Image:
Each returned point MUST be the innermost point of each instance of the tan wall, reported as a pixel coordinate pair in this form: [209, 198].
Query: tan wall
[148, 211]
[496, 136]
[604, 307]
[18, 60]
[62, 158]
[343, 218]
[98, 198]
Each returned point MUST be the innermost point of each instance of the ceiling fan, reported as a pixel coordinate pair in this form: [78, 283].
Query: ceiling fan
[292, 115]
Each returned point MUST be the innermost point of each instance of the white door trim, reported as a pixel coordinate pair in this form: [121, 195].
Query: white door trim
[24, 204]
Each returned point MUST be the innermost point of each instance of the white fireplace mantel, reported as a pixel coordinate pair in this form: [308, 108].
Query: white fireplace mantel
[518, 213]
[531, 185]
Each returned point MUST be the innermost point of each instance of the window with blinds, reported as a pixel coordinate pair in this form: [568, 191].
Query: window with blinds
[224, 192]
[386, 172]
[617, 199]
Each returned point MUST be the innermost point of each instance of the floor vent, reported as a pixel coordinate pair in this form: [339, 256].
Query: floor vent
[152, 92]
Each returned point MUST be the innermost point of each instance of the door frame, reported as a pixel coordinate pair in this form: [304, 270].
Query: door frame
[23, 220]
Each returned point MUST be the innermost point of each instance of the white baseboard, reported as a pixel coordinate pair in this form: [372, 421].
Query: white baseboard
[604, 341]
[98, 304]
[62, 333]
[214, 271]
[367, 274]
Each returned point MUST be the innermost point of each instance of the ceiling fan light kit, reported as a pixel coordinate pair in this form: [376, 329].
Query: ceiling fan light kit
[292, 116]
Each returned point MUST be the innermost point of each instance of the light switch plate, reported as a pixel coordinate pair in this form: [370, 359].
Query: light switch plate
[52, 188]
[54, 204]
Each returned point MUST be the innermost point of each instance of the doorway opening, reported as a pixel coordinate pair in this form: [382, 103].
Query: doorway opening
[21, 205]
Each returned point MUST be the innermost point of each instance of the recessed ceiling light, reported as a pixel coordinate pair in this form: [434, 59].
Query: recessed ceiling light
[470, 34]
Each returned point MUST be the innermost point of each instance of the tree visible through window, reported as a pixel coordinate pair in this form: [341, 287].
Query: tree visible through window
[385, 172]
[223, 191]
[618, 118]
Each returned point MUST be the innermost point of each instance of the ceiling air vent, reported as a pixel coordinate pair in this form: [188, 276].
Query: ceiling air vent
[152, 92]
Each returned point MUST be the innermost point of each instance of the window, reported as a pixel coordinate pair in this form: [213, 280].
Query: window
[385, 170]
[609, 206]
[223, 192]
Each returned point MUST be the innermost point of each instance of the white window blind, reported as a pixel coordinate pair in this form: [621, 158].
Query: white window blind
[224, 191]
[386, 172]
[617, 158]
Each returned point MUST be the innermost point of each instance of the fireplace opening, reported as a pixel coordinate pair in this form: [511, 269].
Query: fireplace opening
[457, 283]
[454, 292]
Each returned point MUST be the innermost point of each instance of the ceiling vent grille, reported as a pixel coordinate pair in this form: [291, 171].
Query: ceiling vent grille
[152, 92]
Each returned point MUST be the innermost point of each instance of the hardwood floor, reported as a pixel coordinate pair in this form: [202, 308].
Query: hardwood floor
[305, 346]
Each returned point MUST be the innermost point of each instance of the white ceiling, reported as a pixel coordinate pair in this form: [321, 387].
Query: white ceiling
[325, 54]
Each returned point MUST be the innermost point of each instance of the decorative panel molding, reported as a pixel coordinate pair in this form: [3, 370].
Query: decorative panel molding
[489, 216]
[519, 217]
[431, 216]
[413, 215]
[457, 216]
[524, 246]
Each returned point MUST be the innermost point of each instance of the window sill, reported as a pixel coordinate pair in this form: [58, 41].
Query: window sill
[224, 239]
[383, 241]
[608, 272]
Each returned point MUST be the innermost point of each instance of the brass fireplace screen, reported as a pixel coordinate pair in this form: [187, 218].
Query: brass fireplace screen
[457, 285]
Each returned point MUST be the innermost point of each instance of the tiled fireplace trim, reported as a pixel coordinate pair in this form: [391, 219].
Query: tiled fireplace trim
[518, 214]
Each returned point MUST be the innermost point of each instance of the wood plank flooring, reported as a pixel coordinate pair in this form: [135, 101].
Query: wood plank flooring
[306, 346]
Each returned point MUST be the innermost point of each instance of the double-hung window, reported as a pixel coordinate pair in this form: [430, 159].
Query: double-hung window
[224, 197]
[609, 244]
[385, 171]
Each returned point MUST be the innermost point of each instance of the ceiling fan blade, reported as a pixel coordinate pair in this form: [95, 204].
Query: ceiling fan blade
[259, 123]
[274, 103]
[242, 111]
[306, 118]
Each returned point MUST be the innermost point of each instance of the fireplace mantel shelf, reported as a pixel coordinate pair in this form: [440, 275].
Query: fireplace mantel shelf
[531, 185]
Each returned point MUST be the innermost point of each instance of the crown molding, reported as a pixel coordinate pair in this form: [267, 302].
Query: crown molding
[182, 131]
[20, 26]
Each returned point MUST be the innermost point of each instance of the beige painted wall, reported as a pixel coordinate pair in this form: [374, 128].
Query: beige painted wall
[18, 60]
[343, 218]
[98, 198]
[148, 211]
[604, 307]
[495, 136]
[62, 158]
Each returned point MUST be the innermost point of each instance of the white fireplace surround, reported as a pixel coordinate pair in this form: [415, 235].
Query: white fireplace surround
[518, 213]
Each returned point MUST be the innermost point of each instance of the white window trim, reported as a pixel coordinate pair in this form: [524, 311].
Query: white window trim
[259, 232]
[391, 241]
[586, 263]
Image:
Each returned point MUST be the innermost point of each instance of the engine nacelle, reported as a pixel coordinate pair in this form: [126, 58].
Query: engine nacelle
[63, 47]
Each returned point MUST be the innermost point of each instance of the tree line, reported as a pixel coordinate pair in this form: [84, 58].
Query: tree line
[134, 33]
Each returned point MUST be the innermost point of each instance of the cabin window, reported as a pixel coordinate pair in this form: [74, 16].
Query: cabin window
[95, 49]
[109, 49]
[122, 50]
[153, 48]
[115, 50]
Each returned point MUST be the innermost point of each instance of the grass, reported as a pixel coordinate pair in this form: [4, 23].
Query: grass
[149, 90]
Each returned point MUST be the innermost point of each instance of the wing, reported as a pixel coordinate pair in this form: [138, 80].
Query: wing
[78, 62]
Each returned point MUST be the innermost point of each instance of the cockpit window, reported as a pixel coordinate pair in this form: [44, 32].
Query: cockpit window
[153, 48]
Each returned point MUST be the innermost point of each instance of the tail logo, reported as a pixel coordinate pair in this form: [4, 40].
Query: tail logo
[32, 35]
====================
◆ **What to do**
Express the records above as a two-column CSV with the header columns record_text and answer, one row per record. Put each field in double quotes and replace every line break within a field with a space.

◆ **Written reply**
record_text,answer
"Image: Each returned point MUST be the innermost point of each instance of the tan wall, reported as a pixel coordinate pair in this form: [209, 198]. Query: tan wall","[148, 211] [496, 136] [604, 307] [18, 60] [62, 158] [343, 218] [98, 198]"
"Each returned point MUST be the innermost point of each instance of the ceiling fan, reported as a pixel coordinate pair in this form: [78, 283]. Query: ceiling fan","[292, 115]"
"Each returned point MUST be the innermost point of each instance of the white door trim, reported as a pixel coordinate pair in this form: [121, 195]. Query: white door trim","[24, 204]"
"Each returned point MUST be the innermost point of each instance of the white fireplace mantel, reported as a pixel coordinate pair in this form: [308, 108]. Query: white fireplace mantel","[518, 213] [531, 185]"
"Each returned point MUST be the innermost point of each instance of the window with blinds, reported as a pixel coordinate pair in this form: [568, 191]. Query: window with blinds","[224, 192] [386, 172] [617, 199]"
"Each returned point MUST be the innermost point of each instance of the floor vent, reported as a pixel coordinate pair in this form: [339, 256]. Query: floor vent","[152, 92]"
"Each returned point MUST be the innermost point of each instance of the door frame, reported as a pixel coordinate pair in this form: [304, 270]. Query: door frame","[23, 220]"
"Each returned point MUST be the innermost point of each instance of the white baseboard, reported as a pixel coordinate pair in this form: [372, 421]. Query: white baseboard","[604, 341] [98, 304] [62, 333] [214, 271] [367, 274]"
"Each returned point MUST be the innermost point of each instance of the ceiling fan light kit, reported as a pixel coordinate pair in this form: [376, 329]. Query: ceiling fan light kit","[292, 116]"
"Each returned point MUST be the innermost point of each instance of the light switch plate, reported as a pixel coordinate pair in this form: [370, 359]. Query: light switch plate","[52, 188] [54, 204]"
"Each returned point MUST be the innermost point of each instance of the doorway opening, reported as a pixel coordinate pair in this form: [382, 103]. Query: doorway opening","[21, 205]"
"Each returned point MUST be the innermost point of each instance of the recessed ceiling light, reported as a pixel coordinate pair in this form: [434, 59]. Query: recessed ceiling light","[470, 34]"
"Each returned point MUST be the innermost point of each instance of the tree visible through window, reported as a pixel coordinate pair in this form: [341, 287]. Query: tree visible through window","[385, 172] [223, 191] [618, 118]"
"Each returned point MUST be the innermost point of each instance of the ceiling air vent, reported as a pixel coordinate pair in this form: [188, 276]. Query: ceiling air vent","[152, 92]"
"Each returned point MUST be the innermost point of each instance of the window, reported as a pixel coordinate pair in this form: [213, 280]. Query: window","[385, 170] [609, 206] [223, 192]"
"Each returned point MUST be the innermost point of each instance of the white window blind, reported as a pixel coordinate pair in this form: [621, 158]. Query: white window blind","[224, 191] [386, 172] [617, 158]"
"Each returned point MUST be the innermost point of each instance of the fireplace opening, reported as a pixel coordinate pair in this form: [511, 269]. Query: fireplace opening","[457, 283] [454, 292]"
"Each returned point MUST be the innermost point of each instance of the ceiling vent grille, reported as a pixel coordinate pair in this form: [291, 171]. Query: ceiling vent grille","[152, 92]"
"Each returned point MUST be the innermost point of each instance of the hardwood floor, reported as a pixel coordinate pair in this form: [202, 308]. Query: hardwood floor","[305, 346]"
"Each returned point MUST be the innermost point of each instance of the white ceiling, reported as a pixel coordinate pair in this form: [321, 387]. Query: white ceiling","[325, 54]"
"Each returned point MUST be the innermost point of each instance of the decorative panel molding, reported as a pixel coordinate pair in this form: [3, 370]. Query: decorative panel molding","[489, 216] [519, 217] [431, 216] [413, 215] [457, 216] [524, 246]"
"Each returned point MUST be the innermost point of each instance of the window sill, reported as a pixel coordinate pair in this form: [58, 41]. Query: window sill","[224, 239] [383, 241] [608, 272]"
"Each returned point MUST be the innermost point of each instance of the brass fireplace screen, reported as a pixel coordinate pair in this form: [187, 218]. Query: brass fireplace screen","[457, 285]"
"Each returned point MUST be the innermost point of each instance of the tiled fireplace trim, reported as a pixel coordinate pair in this form: [391, 219]. Query: tiled fireplace trim","[518, 214]"
"Each returned point MUST be the innermost point of each instance of the wood plank flooring, reported as a pixel coordinate pair in this form: [135, 101]. Query: wood plank flooring","[306, 346]"
"Each returned point MUST be the innermost point of each instance of the double-hung window, reported as a pixel coordinate pair in this form: [430, 159]. Query: double-hung window","[224, 197] [609, 244] [385, 171]"
"Each returned point MUST be the innermost point of each instance of the ceiling fan blade, reported as a pixel coordinate pair in this form: [95, 204]. Query: ceiling fan blade","[259, 123] [274, 103] [242, 111] [306, 118]"
"Each returned point MUST be the innermost point of each instance of the fireplace mantel shelf, reported as a pixel coordinate pair in this form: [440, 275]. Query: fireplace mantel shelf","[531, 185]"
"Each returned point MUST be the innermost point of each instance of the crown molding, reported as a pixel coordinate pair in this form: [267, 302]. Query: crown molding","[182, 131] [20, 26]"
"Each returned point MUST be the innermost point of each instance of the beige painted wall, reported as a pixel coordinate pair in this form: [374, 128]. Query: beige painted wall","[18, 60] [343, 218] [98, 198] [148, 211] [604, 307] [495, 136] [62, 158]"
"Each returned point MUST be the innermost point of each instance of the white fireplace surround, reported as a pixel coordinate pair in this form: [415, 235]. Query: white fireplace surround","[518, 213]"
"Each returned point MUST be the innermost point of each instance of the white window trim, reported as a pixel coordinate pair in this form: [524, 311]. Query: white window trim","[259, 232] [391, 241] [586, 263]"
"Image: Each returned point MUST be the innermost point of each instance of the engine nacelle, reported as a pixel coordinate pair in this form: [126, 58]. Query: engine nacelle","[63, 47]"
"Each returned point MUST be the innermost point of each instance of the tree line, reported as a pixel coordinate pair in this form: [84, 58]. Query: tree line","[134, 33]"
"Each returned point MUST be the innermost point of each instance of the cabin window, reported as a pixel coordinate pair in this form: [74, 16]. Query: cabin window","[95, 49] [109, 49] [122, 50] [153, 48] [115, 50]"
"Each returned point MUST be the innermost point of each instance of the grass, reported as a pixel coordinate pair in this form: [4, 23]. Query: grass","[149, 90]"
"Each returned point MUST be the innermost point of each instance of the wing, reported as a pixel coordinate pair in this form: [138, 80]. Query: wing","[78, 62]"
"Each returned point MUST be the innermost point of each instance of the cockpit window, reported as a pixel coordinate pair in this form: [44, 32]. Query: cockpit window","[153, 48]"
"Each returned point MUST be the innermost point of each instance of the tail logo, reported as a pixel coordinate pair in this form: [4, 40]. Query: tail logo","[32, 35]"